• Description of the task:
Because the entries hold pictures, reproduce only their words, exactly as written.

Data under study below:

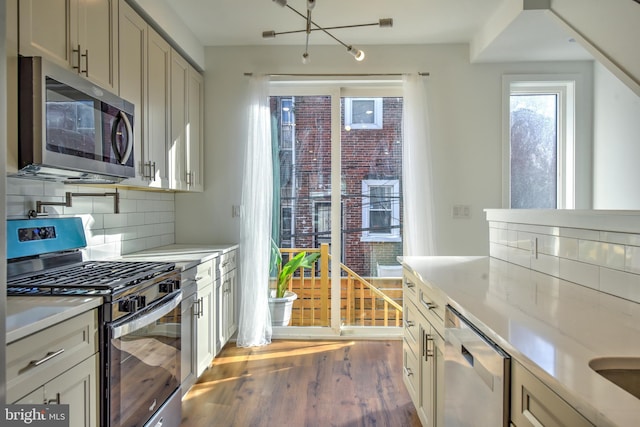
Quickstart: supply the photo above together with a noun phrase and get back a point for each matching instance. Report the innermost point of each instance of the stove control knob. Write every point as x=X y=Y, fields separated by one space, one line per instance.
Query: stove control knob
x=141 y=301
x=166 y=287
x=129 y=305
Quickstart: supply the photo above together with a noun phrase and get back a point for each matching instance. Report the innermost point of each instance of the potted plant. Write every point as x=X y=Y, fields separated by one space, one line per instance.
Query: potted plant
x=280 y=299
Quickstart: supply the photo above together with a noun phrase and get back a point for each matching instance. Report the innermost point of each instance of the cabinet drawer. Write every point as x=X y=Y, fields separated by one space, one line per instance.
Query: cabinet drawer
x=410 y=319
x=36 y=359
x=205 y=272
x=534 y=404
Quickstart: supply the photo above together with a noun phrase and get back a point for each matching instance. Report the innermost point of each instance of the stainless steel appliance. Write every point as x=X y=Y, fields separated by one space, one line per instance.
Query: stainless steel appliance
x=476 y=374
x=70 y=129
x=140 y=315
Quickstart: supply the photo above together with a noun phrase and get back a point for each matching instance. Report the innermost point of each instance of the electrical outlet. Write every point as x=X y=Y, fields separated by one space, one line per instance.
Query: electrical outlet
x=461 y=212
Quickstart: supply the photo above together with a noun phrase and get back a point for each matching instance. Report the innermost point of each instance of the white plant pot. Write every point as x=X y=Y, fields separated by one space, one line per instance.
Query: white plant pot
x=281 y=308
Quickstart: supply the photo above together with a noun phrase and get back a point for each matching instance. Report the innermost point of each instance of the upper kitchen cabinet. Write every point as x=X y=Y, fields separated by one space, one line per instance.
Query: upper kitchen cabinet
x=195 y=131
x=144 y=81
x=133 y=83
x=185 y=146
x=81 y=35
x=158 y=110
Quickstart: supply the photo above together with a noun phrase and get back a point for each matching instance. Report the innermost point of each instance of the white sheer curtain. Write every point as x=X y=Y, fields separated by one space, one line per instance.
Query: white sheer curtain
x=254 y=324
x=419 y=238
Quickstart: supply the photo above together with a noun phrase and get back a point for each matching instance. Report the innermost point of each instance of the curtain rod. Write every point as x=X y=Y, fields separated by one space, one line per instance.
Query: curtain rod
x=338 y=74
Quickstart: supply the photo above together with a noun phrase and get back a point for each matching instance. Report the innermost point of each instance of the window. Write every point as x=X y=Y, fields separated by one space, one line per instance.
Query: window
x=380 y=210
x=362 y=113
x=539 y=144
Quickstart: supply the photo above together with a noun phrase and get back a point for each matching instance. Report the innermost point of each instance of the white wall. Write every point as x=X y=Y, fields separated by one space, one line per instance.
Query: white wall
x=465 y=113
x=616 y=143
x=611 y=28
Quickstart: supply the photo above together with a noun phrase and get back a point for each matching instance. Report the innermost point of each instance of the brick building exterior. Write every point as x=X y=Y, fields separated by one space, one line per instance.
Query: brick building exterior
x=371 y=164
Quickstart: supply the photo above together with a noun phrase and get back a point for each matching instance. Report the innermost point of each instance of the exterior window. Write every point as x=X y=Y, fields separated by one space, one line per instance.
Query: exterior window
x=540 y=146
x=380 y=210
x=362 y=113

End of Data under study.

• Answer box:
Quickstart: supply the photo above together with a noun phrase and get back a point for each matching instance. Report the innermost point of each instance of the stove control knob. Write every point as x=X y=Y, fields separated by one space, one line per instance.
Query: stove control knob
x=141 y=301
x=166 y=287
x=129 y=305
Quickstart: supply the photo above together with a noun phrase and get back a point for each matching instance. Report the innermost point of each instance of the potted plant. Write every point as x=X y=Y, fields separated by one space, one line per instance.
Query: potted plant
x=280 y=299
Quickstart: supply the photo above together with a noun phrase and get back a point for each matching instance. Report the innermost point of each instance of the cabinet drawer. Write every point as x=X y=Y, fields separated by one space, one line per instance.
Query: cabinet drawer
x=410 y=319
x=36 y=359
x=205 y=272
x=534 y=404
Quickstart: supply the photo above together with a noun phrase and get back a point for each matching instance. Report the innermost point of each instance of the stainless steel appliance. Write every point as x=X y=Y, fields separated by one space, one line per instance.
Query: stainless steel appliance
x=476 y=374
x=70 y=129
x=140 y=315
Quickstart: supply the photo above together with a noun phrase and get back a point for each matching instance. Report the innermost point of each instance of the electrical outlet. Write every point as x=X y=Y, fields separated by one space, one line per instance.
Query: electrical outlet
x=461 y=212
Quickstart: supply the photo above together with a noun phrase and get back a point for each matching instance. Report the innermost point of each instance of the white plant pot. Write every point as x=X y=Y, fields separated by one space, one line per instance.
Query: white plant pot
x=281 y=308
Quickstart: supply the photo above together with a noun phrase and get back a point for each matching instance. Report the innermost point of each instance of the upper kitchen cabinet. Write every point as x=X y=Y, fields separated by one space, one line per instance.
Query: upper kitchen cabinet
x=195 y=131
x=144 y=81
x=133 y=83
x=185 y=146
x=81 y=35
x=158 y=110
Quickstart: supply the photo above together with a noun phrase and get back a point for each matching instance. Report the innermost point of each instance of the white sheer curtain. Write every point as x=X y=Y, fields separated by one space, one line per instance.
Query: white sheer curtain
x=254 y=324
x=419 y=238
Quickstart: supply the photo above together with a noun phrase and get back a point for each matching instance. Report the innermost point of each instance of the curtain rod. Write every point as x=X y=Y, fields separated by one space, one line per instance.
Query: curtain rod
x=338 y=74
Quickstart: supply the photo above together with a noun phrase and get back a point for each matching instance. Report the innermost point of each instance of the window. Write every point as x=X y=Y, fields separated by one space, one line per instance.
Query: window
x=380 y=210
x=362 y=113
x=539 y=144
Quickstart: supply the photo above together with a noun phrase and get back a point for each matching instance. Report the innermost point of each instance of the white wall. Write every point as x=X y=Y, fields separated by one space, one line per instance.
Query: white wall
x=465 y=113
x=616 y=143
x=611 y=28
Quickstart: supply the photo above together with a noun phrase and get back a point for each matching instance. Report the innermost point of each instance of the brick building exterior. Write every point as x=X y=Y, fields separated by one space, one line per instance.
Query: brick building exterior
x=371 y=164
Quickstart: supply the photo above together with a noun phrase and get back a point for each matching instance. Report the innermost point of each instance of the exterior window. Write every point as x=X y=Y, fields separated by one space, one line per instance.
Query: exterior window
x=540 y=146
x=380 y=210
x=362 y=113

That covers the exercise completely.